SELECTED EXCERPT:
Pompano Beach, Florida 33064
Telephone: (305) 783-9600
Telecopier: (305) 783-9609
Contact: Richard A. Angulo
OTC Electronic Bulletin Board: DIPC
NEWS RELEASE
December 18, 1995
STRATEGIC TECHNOLOGIES INC. AND DIGITAL PRODUCTS CORPORATION
TERMINATE PROPOSED MERGER
Pompano Beach, Florida: Richard A. Angulo, President and CEO of Digital Products
Corporation, announced that DPC and Strategic Technologies Inc. have mutually
agreed to terminate the previously-announced proposed merger of the two
companies.
Richard A. Angulo stated "The current market conditions have made the financing
aspects of the merger impractical for the parties. Accordingly, DPC's Board of
Directors has determined that it is in the best interest of the DPC shareholders
to terminate the Merger Agreement at this time."

EXERCISE: Continue the news release about the terminated merger of Digital Products Corporation and Strategic Technologies Inc., starting after its last sentence.

INFORMATION SUPPLIED:

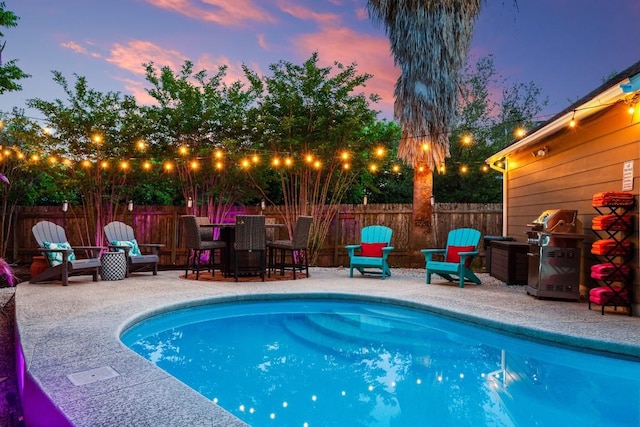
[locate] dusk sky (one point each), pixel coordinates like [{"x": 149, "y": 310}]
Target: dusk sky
[{"x": 566, "y": 47}]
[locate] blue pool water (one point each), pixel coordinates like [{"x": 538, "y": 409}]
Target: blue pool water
[{"x": 350, "y": 363}]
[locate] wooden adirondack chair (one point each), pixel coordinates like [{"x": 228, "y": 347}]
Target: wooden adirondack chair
[
  {"x": 462, "y": 246},
  {"x": 372, "y": 252},
  {"x": 61, "y": 257},
  {"x": 120, "y": 237}
]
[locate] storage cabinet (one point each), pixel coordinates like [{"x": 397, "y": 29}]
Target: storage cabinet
[
  {"x": 509, "y": 262},
  {"x": 613, "y": 227}
]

REPLY TO THE TASK:
Mr. Angulo went on to say "We regret that the merger could not be realized under
the present circumstances. During the merger process, DPC has continued to
implement the strategies that have strengthened the company's performance. We
look to continue on the course of improvement that has been established."
DPC is a major provider of global information management solutions and personal
monitoring devices to the criminal justice and corrections industry.